__What is required__.
In the journal entry below, list the words the writer uses to describe pitta behavior.

Monday, November 16, 2009
I saw many things in this movie. I experienced myself as being a really possessive, intense girlfriend - did he leave me a message? Checking like every 15 mins and feeling very agitated and angry if he didn't. Definitely, pitta behavior, if you know auyrvedic medicine. Pushy, hot, intense, demanding, cruel, territorial.
Wanting attention and to be noticed. After someone at work looked at me with a certain dreamy look, I felt very alarmed. I realized it is not fair to receive attention from people who I work with, because they did NOT choose to be with me, they are stuck with me so I better be considerate and leave them alone.
Feeling upset and sad about the clickish nature of the African dance community - they are a tight circle and also it is either become one of them OR stay out; there is no middle. They cannot just dance with anyone. I don't want to be their friend, and I don't want to be an outsider. I just want to dance with them. That should be ok.
Feeling sad, feeling rejected, feeling angry, feeling - all kinds of feelings. Observing others and my reactions to them and their reactions to me. Somehow everything has SLOWED DOWN and it is easier to watch this movie of my life.
I guess this is happening because I made a Decision to get married soon. First, to find a date for that dance party next week and to have a good time. I am working on it.
So, when such a big Decision is made, something happens, and God shows you where you need to improve to make your dreams come true.
Today I gave G books to someone and their friend found them and liked them. What a coincidence....
There are never any coincidences. I feel like my job is just to show up and do my work. Everything is arranged for me. To the last detail.

Image point grounding data:
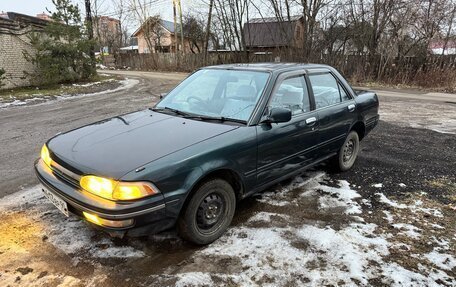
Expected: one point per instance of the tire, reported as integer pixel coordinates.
(208, 213)
(348, 152)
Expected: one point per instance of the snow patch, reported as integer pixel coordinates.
(408, 230)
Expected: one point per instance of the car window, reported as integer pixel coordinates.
(218, 93)
(292, 93)
(343, 94)
(327, 91)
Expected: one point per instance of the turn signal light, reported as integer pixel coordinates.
(45, 156)
(116, 190)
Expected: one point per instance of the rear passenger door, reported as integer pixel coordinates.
(335, 108)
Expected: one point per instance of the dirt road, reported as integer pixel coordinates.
(389, 221)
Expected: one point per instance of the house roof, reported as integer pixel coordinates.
(269, 32)
(17, 21)
(167, 25)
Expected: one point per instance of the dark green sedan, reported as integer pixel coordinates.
(222, 134)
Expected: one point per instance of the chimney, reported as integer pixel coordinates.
(43, 16)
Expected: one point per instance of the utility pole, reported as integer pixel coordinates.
(175, 26)
(182, 26)
(89, 24)
(208, 31)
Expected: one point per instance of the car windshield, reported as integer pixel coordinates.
(223, 94)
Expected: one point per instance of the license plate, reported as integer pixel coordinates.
(57, 201)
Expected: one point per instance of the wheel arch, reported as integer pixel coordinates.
(231, 176)
(359, 128)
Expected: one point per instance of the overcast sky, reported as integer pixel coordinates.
(33, 7)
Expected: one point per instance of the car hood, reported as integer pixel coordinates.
(118, 145)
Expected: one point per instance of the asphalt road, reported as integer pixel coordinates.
(295, 234)
(25, 128)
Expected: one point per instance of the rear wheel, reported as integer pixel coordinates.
(346, 157)
(208, 213)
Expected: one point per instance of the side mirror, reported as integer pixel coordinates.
(278, 115)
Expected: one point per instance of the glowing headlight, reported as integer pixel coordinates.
(45, 155)
(116, 190)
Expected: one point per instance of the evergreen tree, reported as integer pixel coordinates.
(2, 72)
(62, 50)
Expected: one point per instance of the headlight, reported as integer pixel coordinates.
(116, 190)
(45, 155)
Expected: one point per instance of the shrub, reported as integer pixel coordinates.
(62, 49)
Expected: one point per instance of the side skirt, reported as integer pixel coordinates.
(282, 178)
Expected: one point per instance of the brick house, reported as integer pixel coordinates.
(263, 35)
(107, 32)
(14, 40)
(158, 36)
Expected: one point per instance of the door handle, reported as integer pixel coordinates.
(311, 121)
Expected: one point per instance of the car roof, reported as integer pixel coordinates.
(269, 67)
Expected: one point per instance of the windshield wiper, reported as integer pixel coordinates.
(177, 112)
(209, 118)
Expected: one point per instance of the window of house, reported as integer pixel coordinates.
(327, 91)
(292, 93)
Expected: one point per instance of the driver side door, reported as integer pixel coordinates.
(286, 147)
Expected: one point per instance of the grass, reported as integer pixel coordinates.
(24, 93)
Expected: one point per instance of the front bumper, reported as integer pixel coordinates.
(148, 215)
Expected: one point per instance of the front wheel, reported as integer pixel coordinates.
(346, 157)
(208, 213)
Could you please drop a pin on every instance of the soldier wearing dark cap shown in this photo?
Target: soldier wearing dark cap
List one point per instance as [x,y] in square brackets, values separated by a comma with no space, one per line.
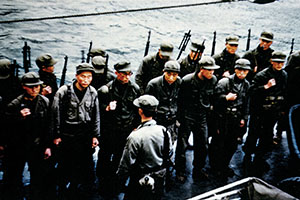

__The completed task__.
Pushy, hot, intense, demanding, cruel, territorial